Intruder Tools

During reconnaissance, intruders gather information from public sources to learn about the target: the nature of the business, the technical infrastructure, architecture, products, and network configuration. The actions required to discover this information might seem harmless and might even be overlooked by security administrators as “network noise,” but the information gathered in the reconnaissance phase can be useful for launching a network attack. Social Engineering – manipulating people to divulge confidential information or tricking people to do things beneficial to the user – might become prevalent at this stage. If the reconnaissance is pulled off successfully, the target might not know until it is too late.

In this article, I describe some tools and techniques used in the planning, scoping, and recon portion of a penetration test. If you learn to use these recon tools, you’ll get a head start on the intruder by finding these vulnerabilities before they are subject to attack.

Domain Tools

Intruders and penetration testers use a number of tools to obtain DNS information. Many of these tools are very familiar to IT professionals. Tools such as nslookup and dig provide information on domain names, name servers, and network hosts accessible through the Internet. The popular whois service also offers a means for discovering domain information. The Nmap scanner’s -sL option (nmap -sL) performs a reverse DNS lookup on every IP address in the scan and queries the DNS server each time an IP address is listed.

In addition to these standard DNS tools, a pair of lesser known utilities also inhabit the toolboxes of many experienced pen testers. Dnsrecon , written by Carlos Perez, provides different methods for enumerating targets, such as querying for service-oriented architecture (SOA) and top-level domain, zone transfer, reverse-record lookup, service record enumeration, and brute force attacks on subdomain and host records with a wordlist:

# ./dnsrecon.rb  -t std  -d packetstormsecurity.org
packetstormsecurity.org,199.58.210.12,A
NS25.WORLDNIC.COM,205.178.190.13,SOA
ns25.worldnic.com,205.178.190.13,NS
ns26.worldnic.com,206.188.198.13,NS
mail.packetstormsecurity.org,199.58.210.12,MX,10

Fierce , written by Rsnake, queries your DNS servers of the target and attempts to dump the SOA records:

$ ./fierce.pl -dns <target> -wide -file output.txt

Fierce is interesting to run in larger organizations that have vast networks. If it finds anything, Fierce will scan up and down looking for anything else with the same domain name using reverse lookups.

**ACTIONS TO TAKE**.
1. According to the intruder tools article, who wrote the Dnsrecon utility?
2. Decide whether each statement agrees with the intruder tools article, answering yes or no and quoting the deciding words. (a) Fierce was written by Carlos Perez. (b) The Nmap -sL option performs a reverse DNS lookup on every IP address in the scan. (c) Fierce is described as interesting to run in small organizations.

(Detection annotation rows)
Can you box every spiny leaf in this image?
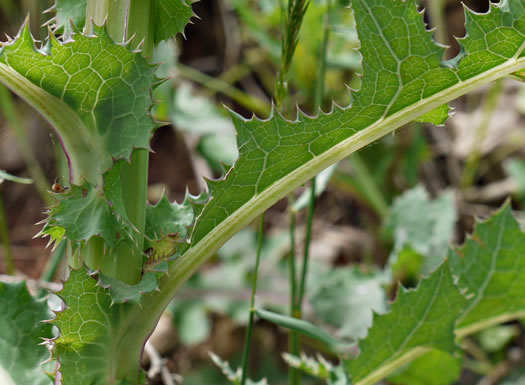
[0,21,156,185]
[180,0,525,260]
[449,202,525,335]
[53,269,146,385]
[52,0,88,36]
[48,0,196,44]
[145,195,193,240]
[152,0,200,44]
[39,161,137,249]
[345,262,467,385]
[98,272,159,304]
[0,282,53,385]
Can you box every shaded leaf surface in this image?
[0,24,155,184]
[185,0,525,256]
[53,269,144,385]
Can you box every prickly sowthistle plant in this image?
[0,0,525,385]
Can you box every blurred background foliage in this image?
[0,0,525,385]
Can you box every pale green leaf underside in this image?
[152,0,200,44]
[0,282,53,385]
[346,204,525,385]
[0,23,155,184]
[53,269,146,385]
[52,0,88,36]
[345,262,466,385]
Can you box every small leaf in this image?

**EXERCISE SOLUTIONS**.
1. Carlos Perez

2.
(a) No: "written by Rsnake"
(b) Yes: "performs a reverse DNS lookup on every IP address in the scan"
(c) No: "Fierce is interesting to run in larger organizations that have vast networks"